Retype every one of the records below exactly as they appear, without changing any character. Leave the pictures out of your answer.

═══ PROVIDED RECORDS

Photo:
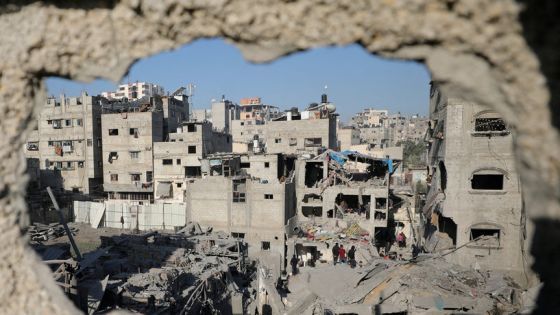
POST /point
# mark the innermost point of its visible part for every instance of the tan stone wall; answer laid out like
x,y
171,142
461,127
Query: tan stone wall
x,y
475,48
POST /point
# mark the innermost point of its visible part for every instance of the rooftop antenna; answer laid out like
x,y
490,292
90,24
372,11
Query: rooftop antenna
x,y
190,93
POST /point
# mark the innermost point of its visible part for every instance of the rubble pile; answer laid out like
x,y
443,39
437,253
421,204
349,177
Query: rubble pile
x,y
39,232
432,284
192,271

══════

» SOLUTION TO THE PROBLEM:
Photo:
POST /point
# mark the innermost point of its visible part for every instance of the tan stone wall; answer laid out like
x,y
171,142
461,127
Query: tan stone wall
x,y
475,48
POST /point
# mark the innermost point of its visible part for every instance of the rooftop antenna; answer laid out like
x,y
490,292
90,24
372,11
Query: rooftop antenna
x,y
190,93
POST /point
# mark the innermost point of its visible part for every instance of the rubble pile; answer laid out like
x,y
443,39
437,253
421,204
349,177
Query: rubble pile
x,y
39,232
432,284
192,271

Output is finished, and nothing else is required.